***** Excerpted data *****
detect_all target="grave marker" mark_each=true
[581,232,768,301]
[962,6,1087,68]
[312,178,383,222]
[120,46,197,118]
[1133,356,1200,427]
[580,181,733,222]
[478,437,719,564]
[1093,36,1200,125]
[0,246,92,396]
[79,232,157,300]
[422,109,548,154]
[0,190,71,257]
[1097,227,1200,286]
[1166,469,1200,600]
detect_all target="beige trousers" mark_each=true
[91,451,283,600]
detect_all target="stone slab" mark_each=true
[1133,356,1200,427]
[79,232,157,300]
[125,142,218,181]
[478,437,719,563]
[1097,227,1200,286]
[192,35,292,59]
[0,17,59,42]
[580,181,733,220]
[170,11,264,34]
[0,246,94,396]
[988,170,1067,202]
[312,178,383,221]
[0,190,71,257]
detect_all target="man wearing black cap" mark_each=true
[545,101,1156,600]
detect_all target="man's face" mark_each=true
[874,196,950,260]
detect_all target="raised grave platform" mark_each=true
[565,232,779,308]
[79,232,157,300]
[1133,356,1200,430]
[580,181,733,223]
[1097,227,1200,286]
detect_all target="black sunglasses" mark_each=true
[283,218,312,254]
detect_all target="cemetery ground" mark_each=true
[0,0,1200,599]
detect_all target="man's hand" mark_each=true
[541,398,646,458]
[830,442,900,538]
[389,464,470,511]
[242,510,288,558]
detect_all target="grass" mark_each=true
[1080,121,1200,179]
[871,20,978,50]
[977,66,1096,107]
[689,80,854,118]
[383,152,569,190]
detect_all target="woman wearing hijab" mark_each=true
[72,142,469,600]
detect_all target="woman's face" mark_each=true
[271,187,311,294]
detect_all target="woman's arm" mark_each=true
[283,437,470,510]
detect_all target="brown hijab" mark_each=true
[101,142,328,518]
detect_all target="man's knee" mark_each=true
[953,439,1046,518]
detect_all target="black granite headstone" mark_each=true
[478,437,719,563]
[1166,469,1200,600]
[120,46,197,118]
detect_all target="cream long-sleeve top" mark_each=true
*****
***** Excerpted data *****
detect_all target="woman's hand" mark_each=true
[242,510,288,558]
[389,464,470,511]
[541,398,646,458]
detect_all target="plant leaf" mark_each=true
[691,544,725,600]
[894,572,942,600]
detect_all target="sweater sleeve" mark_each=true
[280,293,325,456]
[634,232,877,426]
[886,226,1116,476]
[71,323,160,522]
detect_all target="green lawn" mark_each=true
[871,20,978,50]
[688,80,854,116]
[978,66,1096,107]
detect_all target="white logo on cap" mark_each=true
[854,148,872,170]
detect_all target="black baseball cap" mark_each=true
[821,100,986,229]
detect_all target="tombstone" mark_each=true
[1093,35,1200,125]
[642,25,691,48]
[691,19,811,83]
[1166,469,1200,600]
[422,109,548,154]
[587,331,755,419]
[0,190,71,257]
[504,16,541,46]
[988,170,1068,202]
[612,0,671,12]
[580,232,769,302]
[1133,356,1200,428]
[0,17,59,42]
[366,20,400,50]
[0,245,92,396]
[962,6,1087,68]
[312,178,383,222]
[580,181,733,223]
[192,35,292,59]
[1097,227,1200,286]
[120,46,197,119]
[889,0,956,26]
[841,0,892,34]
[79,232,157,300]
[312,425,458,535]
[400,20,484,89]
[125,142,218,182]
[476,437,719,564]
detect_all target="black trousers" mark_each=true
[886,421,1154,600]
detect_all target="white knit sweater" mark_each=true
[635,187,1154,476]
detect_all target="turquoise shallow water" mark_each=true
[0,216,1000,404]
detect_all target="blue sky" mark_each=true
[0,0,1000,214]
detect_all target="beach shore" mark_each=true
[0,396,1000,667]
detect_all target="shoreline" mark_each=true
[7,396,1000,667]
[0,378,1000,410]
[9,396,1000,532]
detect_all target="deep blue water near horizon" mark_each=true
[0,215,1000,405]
*****
***** Excerpted data *****
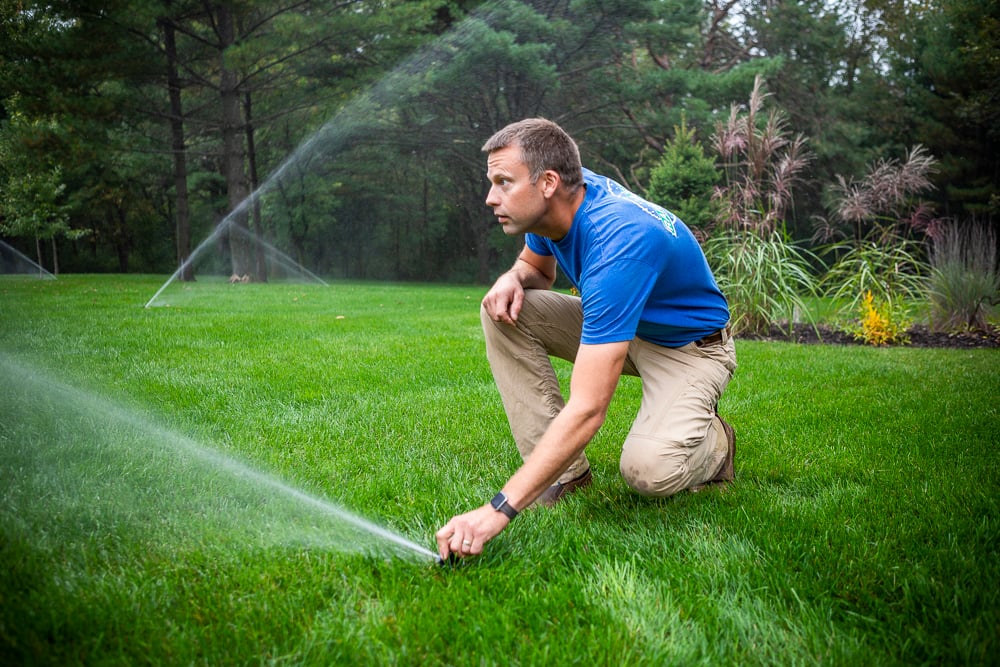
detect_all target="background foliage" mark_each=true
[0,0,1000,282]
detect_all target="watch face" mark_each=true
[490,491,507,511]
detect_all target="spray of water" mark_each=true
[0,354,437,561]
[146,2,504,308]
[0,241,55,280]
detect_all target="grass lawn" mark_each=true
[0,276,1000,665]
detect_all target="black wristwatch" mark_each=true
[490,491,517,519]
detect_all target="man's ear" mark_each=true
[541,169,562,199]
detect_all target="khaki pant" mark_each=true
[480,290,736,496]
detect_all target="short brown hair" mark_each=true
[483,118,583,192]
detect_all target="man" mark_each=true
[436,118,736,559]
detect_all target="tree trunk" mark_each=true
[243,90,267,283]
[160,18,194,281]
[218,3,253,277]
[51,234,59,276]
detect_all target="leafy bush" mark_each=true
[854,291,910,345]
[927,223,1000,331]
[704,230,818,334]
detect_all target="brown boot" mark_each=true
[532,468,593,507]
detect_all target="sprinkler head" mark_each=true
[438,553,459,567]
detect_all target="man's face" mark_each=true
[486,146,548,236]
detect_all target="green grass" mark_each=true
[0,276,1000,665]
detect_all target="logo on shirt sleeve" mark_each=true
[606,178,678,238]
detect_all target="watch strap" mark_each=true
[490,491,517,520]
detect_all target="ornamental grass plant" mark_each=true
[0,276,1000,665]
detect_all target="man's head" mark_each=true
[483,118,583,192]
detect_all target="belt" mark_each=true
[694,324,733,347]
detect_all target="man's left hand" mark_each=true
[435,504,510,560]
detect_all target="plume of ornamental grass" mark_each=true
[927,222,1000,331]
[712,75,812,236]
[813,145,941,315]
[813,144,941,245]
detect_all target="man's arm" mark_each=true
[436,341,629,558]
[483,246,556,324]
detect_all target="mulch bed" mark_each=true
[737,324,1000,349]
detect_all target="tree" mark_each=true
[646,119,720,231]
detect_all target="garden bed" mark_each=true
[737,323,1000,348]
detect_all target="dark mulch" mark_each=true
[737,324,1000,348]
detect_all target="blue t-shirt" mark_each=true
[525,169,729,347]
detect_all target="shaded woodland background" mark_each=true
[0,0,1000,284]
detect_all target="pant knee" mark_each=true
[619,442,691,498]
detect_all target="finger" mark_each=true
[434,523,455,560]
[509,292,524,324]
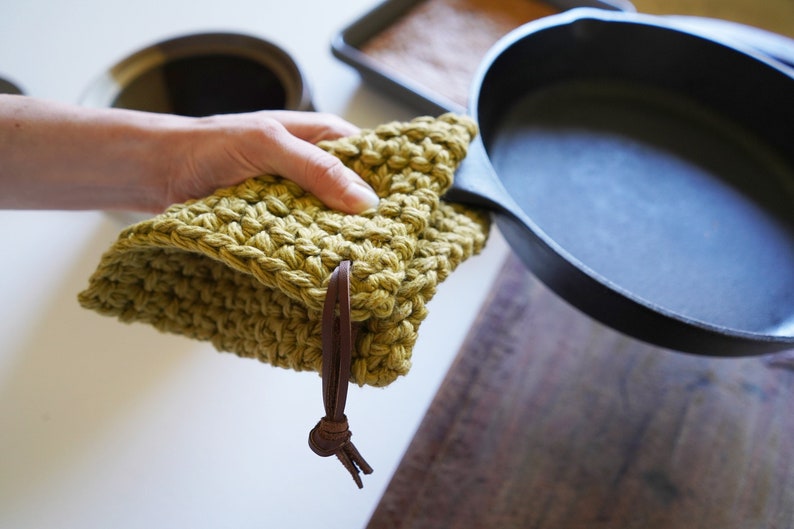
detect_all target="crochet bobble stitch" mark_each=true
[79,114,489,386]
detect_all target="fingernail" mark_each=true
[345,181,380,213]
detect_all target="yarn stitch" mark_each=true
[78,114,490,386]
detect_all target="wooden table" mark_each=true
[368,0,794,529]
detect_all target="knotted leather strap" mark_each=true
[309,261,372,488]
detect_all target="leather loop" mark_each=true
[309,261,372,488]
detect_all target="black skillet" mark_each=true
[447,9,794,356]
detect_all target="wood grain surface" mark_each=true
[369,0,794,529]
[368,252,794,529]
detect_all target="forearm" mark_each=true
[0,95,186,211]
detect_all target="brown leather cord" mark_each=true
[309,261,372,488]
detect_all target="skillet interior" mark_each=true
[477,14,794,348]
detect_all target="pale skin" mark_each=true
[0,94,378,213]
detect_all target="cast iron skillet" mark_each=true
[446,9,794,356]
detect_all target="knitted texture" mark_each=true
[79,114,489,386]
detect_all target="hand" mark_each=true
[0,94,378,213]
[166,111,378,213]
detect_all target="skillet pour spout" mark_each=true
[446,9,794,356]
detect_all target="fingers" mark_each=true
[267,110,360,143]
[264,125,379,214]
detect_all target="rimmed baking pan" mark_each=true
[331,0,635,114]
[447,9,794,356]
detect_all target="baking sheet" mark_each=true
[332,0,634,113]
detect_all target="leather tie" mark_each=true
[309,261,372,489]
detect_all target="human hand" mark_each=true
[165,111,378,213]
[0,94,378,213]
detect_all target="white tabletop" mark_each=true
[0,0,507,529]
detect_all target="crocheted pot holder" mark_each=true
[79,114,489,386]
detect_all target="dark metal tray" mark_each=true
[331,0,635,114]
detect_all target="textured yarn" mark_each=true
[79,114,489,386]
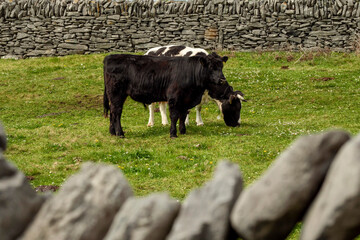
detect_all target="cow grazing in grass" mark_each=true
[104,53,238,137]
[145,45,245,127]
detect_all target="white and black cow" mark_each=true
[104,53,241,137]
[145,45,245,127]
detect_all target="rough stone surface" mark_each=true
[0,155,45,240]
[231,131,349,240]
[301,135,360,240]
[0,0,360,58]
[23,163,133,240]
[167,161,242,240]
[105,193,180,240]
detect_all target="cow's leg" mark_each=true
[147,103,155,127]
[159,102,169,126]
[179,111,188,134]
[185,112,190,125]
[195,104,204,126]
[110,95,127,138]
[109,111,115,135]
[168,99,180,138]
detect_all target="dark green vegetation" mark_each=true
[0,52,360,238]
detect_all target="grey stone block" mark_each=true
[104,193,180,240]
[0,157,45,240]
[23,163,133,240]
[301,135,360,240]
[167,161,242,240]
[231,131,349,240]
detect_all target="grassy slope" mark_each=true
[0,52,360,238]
*****
[Given task] Pull out every line above that contains the string "sweater", matching case exactly.

[Solved exercise]
detect_all target="sweater sleeve" mark_each=true
detect_all target="white knit sweater" mark_each=true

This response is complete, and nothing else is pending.